CHECK YOUR UNDERSTANDING ->
(a) From the home-selling excerpt, list every source it names for neighborhood crime and school data.
(b) According to the home-selling excerpt, what does neighborhoodscout.com charge for crime and school data?
(c) Copy the passage of the home-selling excerpt that begins at the words "To help your" and stops after the words "lender is reasonable.".

EXCERPT ->
****************************************
Insist your agent confirm that the buyer’s loan prequalification is from a real, live, bricks-and-mortar lender. Quick preapprovals from online lenders typically are based only on the buyer’s credit score and may not stick, says LeRose.

2. Prove Your Home’s Value

To help your pro convince would-be buyers that your asking price is fair, arm your agent with documentation of anything and everything supporting it: receipts for home improvements, new appliances and maintenance, as well as low crime statistics for your neighborhood and top rankings for area schools. (Your mayor’s office, Chamber of Commerce or real estate agent’s firm may offer that data for free. If not, neighborhoodscout.com offers crime and school data for $29 with a one-month subscription.)

Ask your agent to show you three recent sales prices of comparable homes to yours, too.

3. Get a Fair Appraisal

Ridiculously low faulty appraisals are poisoning countless deals these days. You and your agent should do what you can to ensure that the appraisal from the buyer’s lender is reasonable.

The less an appraiser knows about your neighborhood, the shakier the analysis and the greater the chance the appraiser will undervalue your house. Then, if the appraisal doesn’t square with the buyer’s offer, the lender won’t provide the mortgage. Result? No sale.
****************************************
AVAILABLE DATA ->
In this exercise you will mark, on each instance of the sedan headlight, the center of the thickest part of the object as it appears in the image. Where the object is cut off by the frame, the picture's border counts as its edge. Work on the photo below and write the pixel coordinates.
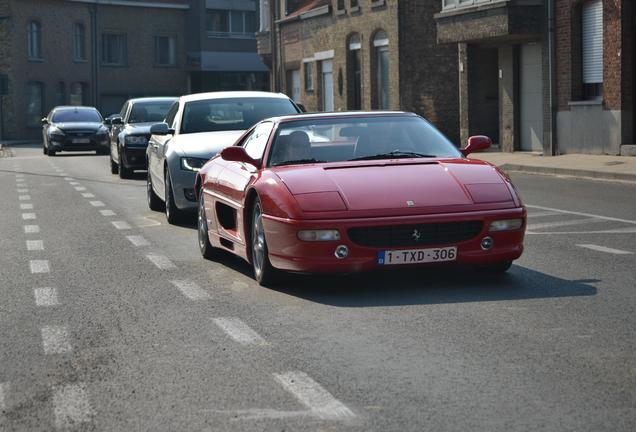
(136, 140)
(192, 164)
(506, 225)
(319, 235)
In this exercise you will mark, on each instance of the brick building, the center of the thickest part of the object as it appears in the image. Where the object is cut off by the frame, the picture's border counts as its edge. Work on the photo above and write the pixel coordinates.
(361, 54)
(551, 76)
(92, 52)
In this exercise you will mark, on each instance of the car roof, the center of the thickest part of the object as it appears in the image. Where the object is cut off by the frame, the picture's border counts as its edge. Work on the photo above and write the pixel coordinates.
(341, 114)
(231, 94)
(154, 99)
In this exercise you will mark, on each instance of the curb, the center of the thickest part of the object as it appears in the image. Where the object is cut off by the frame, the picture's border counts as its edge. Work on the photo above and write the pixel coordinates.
(597, 175)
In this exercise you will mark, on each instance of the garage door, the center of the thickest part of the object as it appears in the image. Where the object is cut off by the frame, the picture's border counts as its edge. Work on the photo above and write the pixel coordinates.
(531, 94)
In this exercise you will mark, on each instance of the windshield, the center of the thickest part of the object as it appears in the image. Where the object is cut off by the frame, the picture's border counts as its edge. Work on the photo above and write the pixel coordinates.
(232, 113)
(77, 116)
(360, 138)
(149, 112)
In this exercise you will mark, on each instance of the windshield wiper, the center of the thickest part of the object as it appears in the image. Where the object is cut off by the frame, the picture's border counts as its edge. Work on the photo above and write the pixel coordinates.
(298, 161)
(393, 155)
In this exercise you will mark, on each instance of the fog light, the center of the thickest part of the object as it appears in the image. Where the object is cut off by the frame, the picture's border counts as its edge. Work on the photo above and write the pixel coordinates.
(341, 252)
(487, 243)
(506, 224)
(319, 235)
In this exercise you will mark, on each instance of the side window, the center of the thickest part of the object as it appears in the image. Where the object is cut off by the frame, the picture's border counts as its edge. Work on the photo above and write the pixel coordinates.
(172, 113)
(255, 144)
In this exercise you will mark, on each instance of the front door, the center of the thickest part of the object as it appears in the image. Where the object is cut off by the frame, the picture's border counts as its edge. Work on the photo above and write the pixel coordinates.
(327, 85)
(531, 94)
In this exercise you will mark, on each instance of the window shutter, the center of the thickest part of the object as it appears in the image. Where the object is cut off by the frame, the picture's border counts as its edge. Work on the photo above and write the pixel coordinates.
(592, 24)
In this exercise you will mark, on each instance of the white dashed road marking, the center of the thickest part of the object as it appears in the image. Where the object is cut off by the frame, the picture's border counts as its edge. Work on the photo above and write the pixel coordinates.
(55, 340)
(39, 266)
(71, 406)
(162, 262)
(605, 249)
(191, 290)
(46, 297)
(35, 245)
(319, 401)
(138, 241)
(239, 331)
(31, 229)
(121, 224)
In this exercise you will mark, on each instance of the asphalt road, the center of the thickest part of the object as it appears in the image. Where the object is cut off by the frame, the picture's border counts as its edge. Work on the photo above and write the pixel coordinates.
(110, 320)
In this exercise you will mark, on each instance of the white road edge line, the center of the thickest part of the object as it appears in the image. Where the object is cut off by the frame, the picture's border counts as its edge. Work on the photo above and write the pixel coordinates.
(46, 297)
(633, 222)
(55, 340)
(138, 241)
(239, 331)
(39, 266)
(311, 394)
(162, 262)
(35, 245)
(605, 249)
(71, 406)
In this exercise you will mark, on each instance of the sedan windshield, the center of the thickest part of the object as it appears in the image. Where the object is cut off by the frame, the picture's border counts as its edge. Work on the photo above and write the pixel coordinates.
(358, 138)
(232, 113)
(149, 112)
(77, 116)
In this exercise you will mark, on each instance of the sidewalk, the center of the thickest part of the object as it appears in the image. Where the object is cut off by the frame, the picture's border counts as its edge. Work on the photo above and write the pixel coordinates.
(578, 165)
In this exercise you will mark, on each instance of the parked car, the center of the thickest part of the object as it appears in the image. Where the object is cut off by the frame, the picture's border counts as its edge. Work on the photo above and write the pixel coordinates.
(130, 132)
(74, 128)
(387, 190)
(196, 128)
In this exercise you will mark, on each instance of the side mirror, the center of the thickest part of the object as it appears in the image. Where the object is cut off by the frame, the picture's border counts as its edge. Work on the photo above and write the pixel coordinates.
(237, 154)
(476, 143)
(161, 129)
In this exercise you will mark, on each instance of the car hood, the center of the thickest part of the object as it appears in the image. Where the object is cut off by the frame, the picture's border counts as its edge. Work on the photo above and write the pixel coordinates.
(72, 127)
(421, 186)
(205, 144)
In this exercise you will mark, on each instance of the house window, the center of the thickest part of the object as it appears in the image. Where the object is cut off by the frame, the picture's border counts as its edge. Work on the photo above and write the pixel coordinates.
(226, 23)
(79, 42)
(309, 76)
(381, 56)
(34, 40)
(34, 104)
(165, 51)
(592, 49)
(114, 49)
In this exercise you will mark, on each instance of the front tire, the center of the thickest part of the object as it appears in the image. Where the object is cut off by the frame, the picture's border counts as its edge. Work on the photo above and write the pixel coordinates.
(205, 247)
(264, 273)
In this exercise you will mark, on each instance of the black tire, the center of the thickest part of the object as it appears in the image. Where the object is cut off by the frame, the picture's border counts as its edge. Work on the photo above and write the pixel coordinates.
(173, 214)
(124, 172)
(501, 267)
(205, 247)
(154, 202)
(264, 273)
(114, 168)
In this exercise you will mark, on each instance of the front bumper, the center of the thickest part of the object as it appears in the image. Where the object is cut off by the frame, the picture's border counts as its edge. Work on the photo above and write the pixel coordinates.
(288, 253)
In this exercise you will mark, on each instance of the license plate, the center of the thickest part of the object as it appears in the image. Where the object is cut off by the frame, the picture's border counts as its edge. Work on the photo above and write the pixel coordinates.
(414, 256)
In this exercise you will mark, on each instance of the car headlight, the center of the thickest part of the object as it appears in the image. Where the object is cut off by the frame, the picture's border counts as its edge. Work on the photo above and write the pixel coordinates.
(319, 235)
(192, 164)
(506, 225)
(136, 140)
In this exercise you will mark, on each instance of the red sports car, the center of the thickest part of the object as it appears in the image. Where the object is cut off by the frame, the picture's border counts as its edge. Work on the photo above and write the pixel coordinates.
(347, 192)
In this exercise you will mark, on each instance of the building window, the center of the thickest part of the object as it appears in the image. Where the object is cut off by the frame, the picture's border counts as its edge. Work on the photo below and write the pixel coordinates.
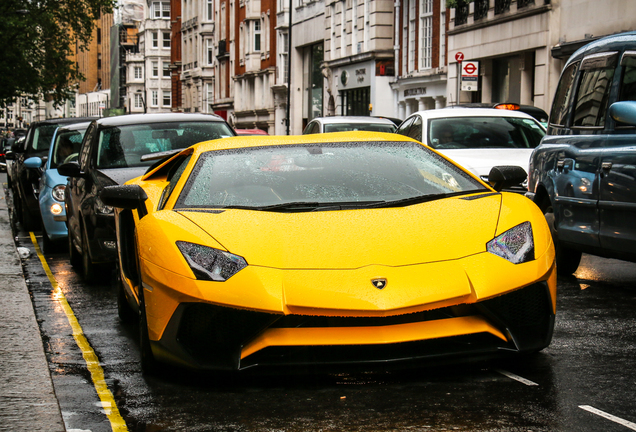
(209, 9)
(282, 57)
(257, 36)
(412, 22)
(426, 33)
(160, 9)
(209, 97)
(209, 47)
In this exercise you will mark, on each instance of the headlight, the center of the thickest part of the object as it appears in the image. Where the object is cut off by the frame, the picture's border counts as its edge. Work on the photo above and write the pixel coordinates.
(211, 264)
(101, 207)
(516, 245)
(58, 193)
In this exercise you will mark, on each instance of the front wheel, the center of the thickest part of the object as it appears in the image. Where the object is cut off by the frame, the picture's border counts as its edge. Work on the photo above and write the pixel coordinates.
(567, 259)
(149, 365)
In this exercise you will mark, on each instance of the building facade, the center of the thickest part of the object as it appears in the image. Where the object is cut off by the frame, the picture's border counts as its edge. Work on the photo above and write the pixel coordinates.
(420, 56)
(359, 55)
(255, 65)
(522, 45)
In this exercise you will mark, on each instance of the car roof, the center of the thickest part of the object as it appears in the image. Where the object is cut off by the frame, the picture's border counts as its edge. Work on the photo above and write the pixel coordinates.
(471, 112)
(156, 118)
(617, 42)
(354, 119)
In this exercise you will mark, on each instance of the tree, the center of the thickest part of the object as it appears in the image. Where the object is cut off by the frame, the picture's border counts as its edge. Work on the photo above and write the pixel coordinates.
(37, 39)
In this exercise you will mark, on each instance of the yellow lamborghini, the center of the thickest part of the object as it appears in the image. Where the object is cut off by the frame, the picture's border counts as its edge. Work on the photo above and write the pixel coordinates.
(329, 249)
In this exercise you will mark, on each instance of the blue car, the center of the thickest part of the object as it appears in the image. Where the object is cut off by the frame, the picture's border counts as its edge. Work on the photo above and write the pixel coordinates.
(65, 147)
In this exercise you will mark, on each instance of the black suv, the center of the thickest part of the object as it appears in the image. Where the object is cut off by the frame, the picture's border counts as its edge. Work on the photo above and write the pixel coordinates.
(25, 181)
(583, 174)
(115, 150)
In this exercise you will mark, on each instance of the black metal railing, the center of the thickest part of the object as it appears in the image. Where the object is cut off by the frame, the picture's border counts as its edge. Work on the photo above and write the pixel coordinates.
(461, 12)
(481, 9)
(502, 6)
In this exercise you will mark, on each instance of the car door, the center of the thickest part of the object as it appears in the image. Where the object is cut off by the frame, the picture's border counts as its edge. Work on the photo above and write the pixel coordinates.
(78, 185)
(578, 160)
(617, 201)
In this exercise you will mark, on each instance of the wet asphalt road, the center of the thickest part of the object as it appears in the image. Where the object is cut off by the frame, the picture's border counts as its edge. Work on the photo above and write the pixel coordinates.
(590, 363)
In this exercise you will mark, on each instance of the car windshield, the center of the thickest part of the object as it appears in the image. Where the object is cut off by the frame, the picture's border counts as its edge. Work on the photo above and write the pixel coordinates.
(372, 127)
(314, 176)
(66, 146)
(484, 132)
(42, 136)
(123, 146)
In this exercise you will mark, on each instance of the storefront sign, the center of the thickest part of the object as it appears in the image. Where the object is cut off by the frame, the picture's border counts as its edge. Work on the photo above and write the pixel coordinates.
(415, 92)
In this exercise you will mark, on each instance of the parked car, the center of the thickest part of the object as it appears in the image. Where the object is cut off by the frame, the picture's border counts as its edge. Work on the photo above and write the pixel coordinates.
(115, 150)
(536, 112)
(329, 249)
(583, 173)
(250, 132)
(349, 123)
(65, 147)
(477, 138)
(26, 181)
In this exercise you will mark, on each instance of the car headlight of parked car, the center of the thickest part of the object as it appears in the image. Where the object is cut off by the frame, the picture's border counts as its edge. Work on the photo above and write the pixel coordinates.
(211, 264)
(515, 245)
(58, 193)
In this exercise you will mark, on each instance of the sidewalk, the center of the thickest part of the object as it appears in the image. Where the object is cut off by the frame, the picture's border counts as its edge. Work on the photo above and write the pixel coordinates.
(27, 398)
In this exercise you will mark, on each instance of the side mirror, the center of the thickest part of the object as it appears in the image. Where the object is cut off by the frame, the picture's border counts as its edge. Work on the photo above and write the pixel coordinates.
(70, 169)
(33, 162)
(505, 176)
(624, 112)
(130, 197)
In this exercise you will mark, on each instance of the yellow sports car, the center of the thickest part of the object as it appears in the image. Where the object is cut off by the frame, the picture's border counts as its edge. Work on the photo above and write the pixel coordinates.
(329, 249)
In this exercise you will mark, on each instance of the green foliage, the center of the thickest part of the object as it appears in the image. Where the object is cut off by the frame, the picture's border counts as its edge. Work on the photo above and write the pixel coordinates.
(37, 40)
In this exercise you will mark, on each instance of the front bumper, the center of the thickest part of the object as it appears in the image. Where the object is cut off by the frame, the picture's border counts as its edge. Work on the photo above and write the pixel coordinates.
(494, 321)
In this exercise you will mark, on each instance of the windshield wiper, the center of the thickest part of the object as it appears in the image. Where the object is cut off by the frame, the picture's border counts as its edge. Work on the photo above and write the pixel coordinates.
(418, 199)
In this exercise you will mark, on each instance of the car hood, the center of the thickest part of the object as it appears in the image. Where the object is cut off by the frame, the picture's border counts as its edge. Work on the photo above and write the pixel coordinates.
(348, 239)
(114, 176)
(480, 161)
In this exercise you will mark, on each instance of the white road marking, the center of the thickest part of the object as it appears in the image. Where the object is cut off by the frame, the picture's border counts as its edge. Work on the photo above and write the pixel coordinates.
(516, 377)
(603, 414)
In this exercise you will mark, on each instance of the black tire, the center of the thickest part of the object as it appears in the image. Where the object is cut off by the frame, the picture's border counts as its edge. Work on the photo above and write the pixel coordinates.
(73, 255)
(149, 365)
(124, 310)
(88, 268)
(567, 259)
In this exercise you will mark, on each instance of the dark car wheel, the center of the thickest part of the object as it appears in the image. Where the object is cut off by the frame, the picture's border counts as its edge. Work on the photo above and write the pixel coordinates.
(88, 268)
(567, 259)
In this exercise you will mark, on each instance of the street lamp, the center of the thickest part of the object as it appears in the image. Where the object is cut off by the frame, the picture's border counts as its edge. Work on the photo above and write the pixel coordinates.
(143, 100)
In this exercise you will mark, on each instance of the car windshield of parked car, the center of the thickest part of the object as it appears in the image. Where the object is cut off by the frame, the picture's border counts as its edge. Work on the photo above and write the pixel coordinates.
(372, 127)
(66, 146)
(42, 136)
(484, 132)
(123, 146)
(308, 177)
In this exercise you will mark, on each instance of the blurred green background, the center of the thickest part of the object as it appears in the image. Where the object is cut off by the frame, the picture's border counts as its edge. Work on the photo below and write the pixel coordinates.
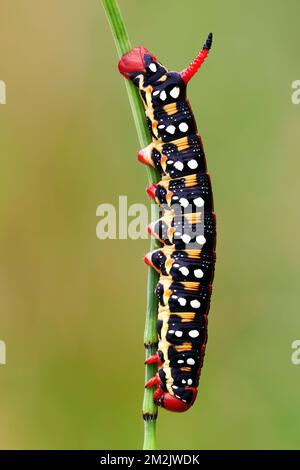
****************************************
RESPONSES IN ORDER ->
(a)
Your mayor's office
Chamber of Commerce
Real estate agent's firm
neighborhoodscout.com

(b) $29 with a one-month subscription.

(c)
To help your pro convince would-be buyers that your asking price is fair, arm your agent with documentation of anything and everything supporting it: receipts for home improvements, new appliances and maintenance, as well as low crime statistics for your neighborhood and top rankings for area schools. (Your mayor’s office, Chamber of Commerce or real estate agent’s firm may offer that data for free. If not, neighborhoodscout.com offers crime and school data for $29 with a one-month subscription.)

Ask your agent to show you three recent sales prices of comparable homes to yours, too.

3. Get a Fair Appraisal

Ridiculously low faulty appraisals are poisoning countless deals these days. You and your agent should do what you can to ensure that the appraisal from the buyer’s lender is reasonable.